▸ RECORDS

##############################

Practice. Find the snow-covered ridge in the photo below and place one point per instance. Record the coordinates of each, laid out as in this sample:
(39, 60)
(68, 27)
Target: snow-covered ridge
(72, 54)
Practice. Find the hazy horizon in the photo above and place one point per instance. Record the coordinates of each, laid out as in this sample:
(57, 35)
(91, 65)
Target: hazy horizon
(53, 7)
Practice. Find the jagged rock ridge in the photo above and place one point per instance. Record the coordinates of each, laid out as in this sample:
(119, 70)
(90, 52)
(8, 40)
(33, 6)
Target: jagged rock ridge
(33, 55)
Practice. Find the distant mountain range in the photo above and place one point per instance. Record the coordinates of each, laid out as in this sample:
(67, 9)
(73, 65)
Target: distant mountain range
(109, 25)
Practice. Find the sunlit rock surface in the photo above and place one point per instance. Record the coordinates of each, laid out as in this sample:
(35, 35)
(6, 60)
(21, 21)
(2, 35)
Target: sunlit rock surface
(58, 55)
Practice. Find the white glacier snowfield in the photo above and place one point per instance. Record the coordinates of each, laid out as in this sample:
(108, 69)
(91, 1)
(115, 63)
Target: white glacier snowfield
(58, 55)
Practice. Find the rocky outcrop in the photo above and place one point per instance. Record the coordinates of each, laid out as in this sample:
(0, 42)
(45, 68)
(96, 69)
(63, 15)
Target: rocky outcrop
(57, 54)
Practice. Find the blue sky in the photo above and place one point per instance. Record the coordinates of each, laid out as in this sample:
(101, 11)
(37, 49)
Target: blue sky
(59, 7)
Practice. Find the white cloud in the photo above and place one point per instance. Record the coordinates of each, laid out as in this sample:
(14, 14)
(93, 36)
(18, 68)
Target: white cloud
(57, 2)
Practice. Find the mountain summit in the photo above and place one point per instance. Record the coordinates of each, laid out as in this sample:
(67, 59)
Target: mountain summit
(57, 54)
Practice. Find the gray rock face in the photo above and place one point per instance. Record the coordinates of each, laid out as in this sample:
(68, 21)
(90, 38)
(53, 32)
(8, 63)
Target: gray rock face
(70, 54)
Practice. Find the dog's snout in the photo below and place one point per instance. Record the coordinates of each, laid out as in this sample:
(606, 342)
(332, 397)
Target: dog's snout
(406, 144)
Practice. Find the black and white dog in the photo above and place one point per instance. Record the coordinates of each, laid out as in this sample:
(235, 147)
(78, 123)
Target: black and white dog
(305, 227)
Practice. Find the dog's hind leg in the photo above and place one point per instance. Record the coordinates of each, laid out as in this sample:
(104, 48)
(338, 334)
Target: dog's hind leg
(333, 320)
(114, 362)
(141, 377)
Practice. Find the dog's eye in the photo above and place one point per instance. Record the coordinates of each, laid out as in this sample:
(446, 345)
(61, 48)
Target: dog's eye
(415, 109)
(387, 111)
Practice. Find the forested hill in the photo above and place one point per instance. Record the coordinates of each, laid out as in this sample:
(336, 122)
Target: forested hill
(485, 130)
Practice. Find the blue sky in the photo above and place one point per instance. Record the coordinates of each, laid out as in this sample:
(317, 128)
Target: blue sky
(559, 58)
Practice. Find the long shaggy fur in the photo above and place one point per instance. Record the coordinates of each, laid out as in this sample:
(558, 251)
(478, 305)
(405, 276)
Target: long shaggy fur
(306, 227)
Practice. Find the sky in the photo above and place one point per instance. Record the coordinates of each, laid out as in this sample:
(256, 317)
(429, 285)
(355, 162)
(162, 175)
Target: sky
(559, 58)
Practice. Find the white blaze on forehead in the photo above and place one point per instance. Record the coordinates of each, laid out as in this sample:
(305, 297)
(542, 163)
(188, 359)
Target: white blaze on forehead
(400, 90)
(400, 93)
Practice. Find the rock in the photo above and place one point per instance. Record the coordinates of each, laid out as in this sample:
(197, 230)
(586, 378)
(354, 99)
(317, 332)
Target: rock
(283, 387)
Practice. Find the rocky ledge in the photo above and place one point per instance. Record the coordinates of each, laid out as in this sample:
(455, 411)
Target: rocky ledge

##############################

▸ EXERCISE TASK
Retype all the records, matching them exactly.

▸ WORKED SOLUTION
Practice. Find the snow-covered ridge in the photo below and place one point per instance. Record the coordinates of each, laid out as in this sample:
(39, 60)
(68, 27)
Target: snow-covered ridge
(72, 54)
Practice. Find the hazy horizon in the photo above and place one point per instance. Record the coordinates of each, laid out as in this sample:
(57, 35)
(91, 65)
Target: hazy horizon
(53, 7)
Practice. Find the jagged rock ridge in the photo above and place one point per instance. Record the coordinates of each, laid out as in this sample:
(119, 70)
(90, 52)
(8, 40)
(33, 6)
Target: jagged rock ridge
(33, 55)
Practice. Find the distant mountain range in the photo above and place one point per instance. Record the coordinates of each, laid out as in this sample:
(67, 9)
(73, 65)
Target: distant mountain range
(109, 25)
Practice. Find the sunlit rock surface in the photo above and place one point per instance. Record the coordinates of each, laid out as in this sample:
(35, 35)
(6, 60)
(21, 21)
(2, 35)
Target: sunlit rock surface
(58, 55)
Practice. Find the white glacier snowfield in the photo above and place one point per instance. Record the coordinates of each, laid out as in this sample:
(108, 69)
(91, 1)
(115, 63)
Target: white glacier snowfield
(58, 55)
Practice. Find the rocky outcrop in the photo above and place one point per instance. Record the coordinates of each, laid out as in this sample:
(0, 42)
(45, 68)
(96, 69)
(63, 15)
Target: rocky outcrop
(57, 54)
Practice. Find the blue sky in the photo above and place one point per instance. Record the coordinates of each, laid out as in this sample:
(101, 11)
(37, 49)
Target: blue sky
(59, 7)
Practice. Find the white cloud in the photo above and place one point per instance. Record the coordinates of each, laid out as in this sample:
(14, 14)
(93, 36)
(18, 68)
Target: white cloud
(57, 2)
Practice. Find the mountain summit in the photo above and place one point per instance. Record the coordinates of each, laid out as in this sample:
(67, 59)
Target: mountain summit
(57, 54)
Practice. Find the gray rock face in the photo above and place one point per instance. Record the coordinates of each, laid out as in this sample:
(68, 21)
(90, 38)
(53, 32)
(8, 63)
Target: gray rock face
(70, 54)
Practice. Find the dog's snout in the photo below and place one point per instance. Record the coordinates of each, laid out as in this sample:
(606, 342)
(332, 397)
Target: dog's snout
(406, 144)
Practice. Find the black and white dog in the photo above and place one point per instance. Record the coordinates of each, laid out as in this sample:
(235, 147)
(78, 123)
Target: black and white dog
(305, 227)
Practice. Find the dog's hind leg in the photo above and place one point per instance. Record the coordinates of each, laid out as in this sample:
(104, 48)
(338, 334)
Target: dog's hind leg
(333, 320)
(114, 362)
(141, 377)
Practice. Find the dog's eye in the photo above and place one point per instance. Record the coordinates of each, laid out as in this sample:
(446, 345)
(61, 48)
Target: dog's eye
(415, 109)
(387, 111)
Practice. Find the forested hill in the photo above and place one point per instance. Record the coordinates of each, laid out as in this sample:
(336, 122)
Target: forested hill
(485, 130)
Practice. Find the blue sky in the photo above and place one point per instance. Record the coordinates of each, laid out as in this sample:
(317, 128)
Target: blue sky
(559, 58)
Practice. Find the long shaggy fur in the photo above and place one point per instance. Record the coordinates of each, laid out as in this sample:
(558, 251)
(478, 305)
(405, 276)
Target: long shaggy fur
(306, 227)
Practice. Find the sky in the photo above and place one point per instance. Record the coordinates of each, laid out as in this sample:
(256, 317)
(429, 285)
(355, 162)
(162, 175)
Target: sky
(559, 58)
Practice. Find the white blaze on forehead in the photo above and place one point per instance. Record the coordinates of each, laid out as in this sample:
(305, 297)
(542, 163)
(188, 359)
Target: white blaze on forehead
(400, 90)
(400, 93)
Practice. Find the rock in the photo above and place one point per instance. Record the coordinates of each, laid out as in this sample:
(197, 230)
(586, 378)
(354, 99)
(317, 332)
Target: rock
(283, 387)
Practice. Find the rocky ledge in the photo above and place one point per instance. Record the coordinates of each, laid out as in this sample:
(455, 411)
Target: rocky ledge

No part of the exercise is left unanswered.